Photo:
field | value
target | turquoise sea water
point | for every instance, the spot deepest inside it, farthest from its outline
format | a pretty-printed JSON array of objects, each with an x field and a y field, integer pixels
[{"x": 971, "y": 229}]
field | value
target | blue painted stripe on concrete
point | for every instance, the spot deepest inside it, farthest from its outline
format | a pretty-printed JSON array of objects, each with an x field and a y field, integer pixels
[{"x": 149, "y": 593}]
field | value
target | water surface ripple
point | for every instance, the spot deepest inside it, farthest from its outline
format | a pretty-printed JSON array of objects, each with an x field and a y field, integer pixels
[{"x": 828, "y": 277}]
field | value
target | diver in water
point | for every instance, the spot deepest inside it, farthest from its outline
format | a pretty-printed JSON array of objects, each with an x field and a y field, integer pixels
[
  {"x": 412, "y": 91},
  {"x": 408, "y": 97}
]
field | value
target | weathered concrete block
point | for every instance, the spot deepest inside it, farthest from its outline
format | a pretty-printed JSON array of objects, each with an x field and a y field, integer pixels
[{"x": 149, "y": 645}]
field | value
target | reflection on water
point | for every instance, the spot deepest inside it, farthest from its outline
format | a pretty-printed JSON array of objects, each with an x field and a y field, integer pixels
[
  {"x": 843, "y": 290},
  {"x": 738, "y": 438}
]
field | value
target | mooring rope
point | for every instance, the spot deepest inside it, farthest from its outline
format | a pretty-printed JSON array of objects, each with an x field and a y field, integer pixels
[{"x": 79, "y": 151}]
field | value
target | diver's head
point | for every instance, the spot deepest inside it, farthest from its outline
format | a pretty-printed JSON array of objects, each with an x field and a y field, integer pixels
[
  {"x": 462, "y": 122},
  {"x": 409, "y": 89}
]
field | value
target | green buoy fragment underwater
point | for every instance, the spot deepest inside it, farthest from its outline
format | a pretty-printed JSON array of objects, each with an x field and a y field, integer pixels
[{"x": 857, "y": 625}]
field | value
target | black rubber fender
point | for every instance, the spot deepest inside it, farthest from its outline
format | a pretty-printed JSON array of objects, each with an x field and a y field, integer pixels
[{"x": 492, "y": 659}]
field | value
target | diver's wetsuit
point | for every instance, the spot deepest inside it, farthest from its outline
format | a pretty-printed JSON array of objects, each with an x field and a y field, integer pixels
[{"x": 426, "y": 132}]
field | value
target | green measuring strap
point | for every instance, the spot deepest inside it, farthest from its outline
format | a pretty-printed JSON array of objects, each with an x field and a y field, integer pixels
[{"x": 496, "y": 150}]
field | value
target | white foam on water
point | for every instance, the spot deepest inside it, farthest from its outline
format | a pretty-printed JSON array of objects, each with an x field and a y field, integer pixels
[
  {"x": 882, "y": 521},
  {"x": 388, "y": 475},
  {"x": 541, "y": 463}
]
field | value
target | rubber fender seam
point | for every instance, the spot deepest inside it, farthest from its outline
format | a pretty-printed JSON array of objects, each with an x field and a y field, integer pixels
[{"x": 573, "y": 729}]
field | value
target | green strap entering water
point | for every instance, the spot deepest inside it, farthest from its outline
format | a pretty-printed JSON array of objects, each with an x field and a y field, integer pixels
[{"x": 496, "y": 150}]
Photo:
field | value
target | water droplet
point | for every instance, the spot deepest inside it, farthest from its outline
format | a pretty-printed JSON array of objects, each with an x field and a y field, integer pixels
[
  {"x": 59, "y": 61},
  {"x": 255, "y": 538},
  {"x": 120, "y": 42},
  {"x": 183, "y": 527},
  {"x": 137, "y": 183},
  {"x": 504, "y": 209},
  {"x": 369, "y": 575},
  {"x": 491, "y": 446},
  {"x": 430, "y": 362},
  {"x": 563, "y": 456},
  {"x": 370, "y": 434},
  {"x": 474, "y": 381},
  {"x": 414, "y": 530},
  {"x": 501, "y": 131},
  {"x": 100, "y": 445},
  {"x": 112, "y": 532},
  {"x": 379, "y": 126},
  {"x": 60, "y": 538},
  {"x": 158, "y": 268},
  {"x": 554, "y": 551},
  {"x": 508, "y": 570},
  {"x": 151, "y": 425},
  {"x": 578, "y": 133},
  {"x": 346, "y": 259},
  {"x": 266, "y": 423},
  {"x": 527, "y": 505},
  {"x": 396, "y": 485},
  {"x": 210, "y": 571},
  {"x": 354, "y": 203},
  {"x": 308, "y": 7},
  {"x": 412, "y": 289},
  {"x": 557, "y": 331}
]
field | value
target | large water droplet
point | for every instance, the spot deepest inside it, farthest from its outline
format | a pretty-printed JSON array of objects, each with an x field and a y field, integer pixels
* * * * * * *
EXERCISE REQUIREMENTS:
Locate and copy every line in the lines above that contains the string "fender". Matching is case-sensitive.

SOLVED PROBLEM:
target | black rubber fender
target | rubber fender seam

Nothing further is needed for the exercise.